What is being asked – For this exercise, reproduce each entry below exactly, excluding pictures.

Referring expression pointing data
=== Begin Enclosure ===

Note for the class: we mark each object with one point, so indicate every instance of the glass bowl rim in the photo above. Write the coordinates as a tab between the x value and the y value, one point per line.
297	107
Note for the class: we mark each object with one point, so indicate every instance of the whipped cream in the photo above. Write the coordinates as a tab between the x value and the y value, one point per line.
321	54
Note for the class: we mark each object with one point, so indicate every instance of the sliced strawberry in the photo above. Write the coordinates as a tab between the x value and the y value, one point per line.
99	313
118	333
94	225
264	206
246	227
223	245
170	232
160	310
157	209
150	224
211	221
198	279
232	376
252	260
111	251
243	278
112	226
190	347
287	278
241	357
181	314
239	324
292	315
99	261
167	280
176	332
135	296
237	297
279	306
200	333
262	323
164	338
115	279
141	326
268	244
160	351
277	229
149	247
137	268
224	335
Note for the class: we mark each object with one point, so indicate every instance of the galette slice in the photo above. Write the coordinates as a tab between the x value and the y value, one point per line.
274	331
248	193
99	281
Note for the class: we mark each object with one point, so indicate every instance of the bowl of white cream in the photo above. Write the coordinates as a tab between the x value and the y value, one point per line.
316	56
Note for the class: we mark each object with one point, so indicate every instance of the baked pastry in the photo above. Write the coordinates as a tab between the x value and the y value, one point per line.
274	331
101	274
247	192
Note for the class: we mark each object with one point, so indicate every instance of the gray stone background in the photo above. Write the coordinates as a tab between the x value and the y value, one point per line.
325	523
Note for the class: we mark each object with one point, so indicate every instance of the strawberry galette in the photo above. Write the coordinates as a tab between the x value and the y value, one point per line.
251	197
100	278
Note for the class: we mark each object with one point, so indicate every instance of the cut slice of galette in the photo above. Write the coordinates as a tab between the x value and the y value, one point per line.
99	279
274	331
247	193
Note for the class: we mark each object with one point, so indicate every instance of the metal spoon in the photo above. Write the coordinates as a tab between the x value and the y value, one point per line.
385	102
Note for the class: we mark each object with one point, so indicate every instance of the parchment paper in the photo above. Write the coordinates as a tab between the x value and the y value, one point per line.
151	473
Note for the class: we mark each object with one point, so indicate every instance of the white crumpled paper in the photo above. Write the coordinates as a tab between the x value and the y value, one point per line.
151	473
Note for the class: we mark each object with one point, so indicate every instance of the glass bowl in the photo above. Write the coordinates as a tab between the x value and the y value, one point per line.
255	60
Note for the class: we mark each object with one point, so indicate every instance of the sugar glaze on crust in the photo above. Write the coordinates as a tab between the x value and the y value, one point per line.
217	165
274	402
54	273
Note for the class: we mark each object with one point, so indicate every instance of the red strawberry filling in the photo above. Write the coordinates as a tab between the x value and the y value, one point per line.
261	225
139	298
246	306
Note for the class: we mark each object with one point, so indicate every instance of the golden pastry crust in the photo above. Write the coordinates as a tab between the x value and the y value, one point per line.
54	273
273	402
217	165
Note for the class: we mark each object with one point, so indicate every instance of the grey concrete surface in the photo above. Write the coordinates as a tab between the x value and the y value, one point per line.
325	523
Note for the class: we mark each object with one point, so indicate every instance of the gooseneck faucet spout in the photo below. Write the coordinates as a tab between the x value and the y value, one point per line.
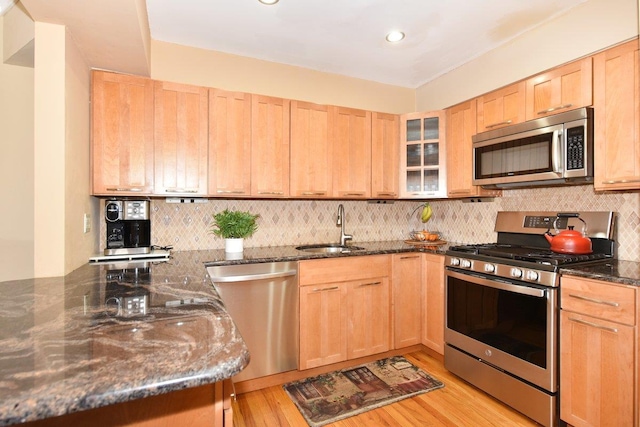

=== End Enclosure ===

Solved exercise –
Note for the class: we mark each object with one point, so indicate every instance of the glass bowl rim in the photo above. Write the coordinates as a tab between the x value and the y value, one point per line.
297	107
Note for the class: we mark each object with one point, so indicate every instance of the whipped cream in the photo above. Write the coordinates as a tab between the x value and the y value, one point per line.
321	54
Note for the class: we mark each object with one point, so indicate every instance of the sliced strawberry in the photo above. Write the coordinates as a tab between the x value and the y value, one point per line.
99	313
118	333
94	225
264	206
246	227
223	245
170	232
160	310
157	209
150	224
211	221
198	279
232	376
252	260
111	251
243	278
112	226
190	347
287	278
241	357
181	314
239	324
292	315
99	261
167	280
176	332
135	296
237	297
279	306
200	333
262	323
164	338
115	279
141	326
268	244
160	351
277	229
149	247
137	268
224	335
Note for the class: we mark each object with one point, so indicate every instance of the galette slice in the photo above. Write the coordinates as a tab between the x value and the y value, one point per line.
274	331
248	193
99	281
Note for the class: we mark each object with one point, so indicate every instance of the bowl of white cream in the photo above. Write the coordinates as a tab between the x value and the y value, one point per line.
316	56
Note for the class: we mark each object with one point, so indicate every instance of the baked pastry in the photo above. Write the coordinates as a tab between the x value and the y value, one point per line.
274	331
101	274
247	192
Note for the class: we mark each object with one point, so indicate every instance of the gray stone background in the photo above. Write the coordinates as a tab between the x value and the y value, one point per line.
325	523
Note for the class: we mark each object with one point, so indicate every instance of the strawberry galette in the photo above. Write the coordinates as a tab between the x value and the y value, one point per line.
251	197
100	278
Note for the class: we mark each object with one point, so indicate every instance of the cut slice of galette in the photo above. Write the coordinates as a tab between the x value and the y value, one point per line.
99	279
274	331
247	193
Note for the class: we mark each object with one point, so indicate every instance of the metal spoon in the photo above. Write the coordinates as a tab between the x value and the y value, one point per line.
385	102
Note for the class: we mark each object with one point, so indicate every instance of the parchment paper in the photo above. Write the coordinates as a tab between the x value and the y value, one point per line.
151	473
Note for the class: we mark each object with one point, so indicate every instance of the white crumpled paper in the photo above. Write the coordinates as a tab between the x value and the y value, one point per line.
151	473
Note for the class: we mark each object with one point, so indicate every instance of the glass bowl in the photo above. Write the coordinates as a tab between the x value and the y value, one point per line.
255	60
Note for the class: we mark each object with one point, so indicate every instance of the sugar glaze on crust in the photo above. Write the coordinates as a tab between the x value and the y value, one point per line.
217	165
274	402
54	273
Note for the class: we mark each object with one point, so indicate every instance of the red strawberry filling in the photo above. Write the coordinates as a tab between the x value and the y value, one point per line.
261	225
139	298
246	306
Note for the class: we mark each object with one point, so indicate every instance of the golden pastry crust in the photo above. Write the coordinates as a tab between the x value and the y value, one point per line.
54	273
273	402
217	165
Note for the class: we mark each object with one point, so indicate every instance of the grey concrete surface in the photo above. Write the coordinates as a tab between the x value and the y value, one point per line.
325	523
Note for the class: we mark each object with one point, so indicate every instance of the gooseneck faucet spout in the photo below. Write the coordinates as a tab between the x value and the y value, one point per line.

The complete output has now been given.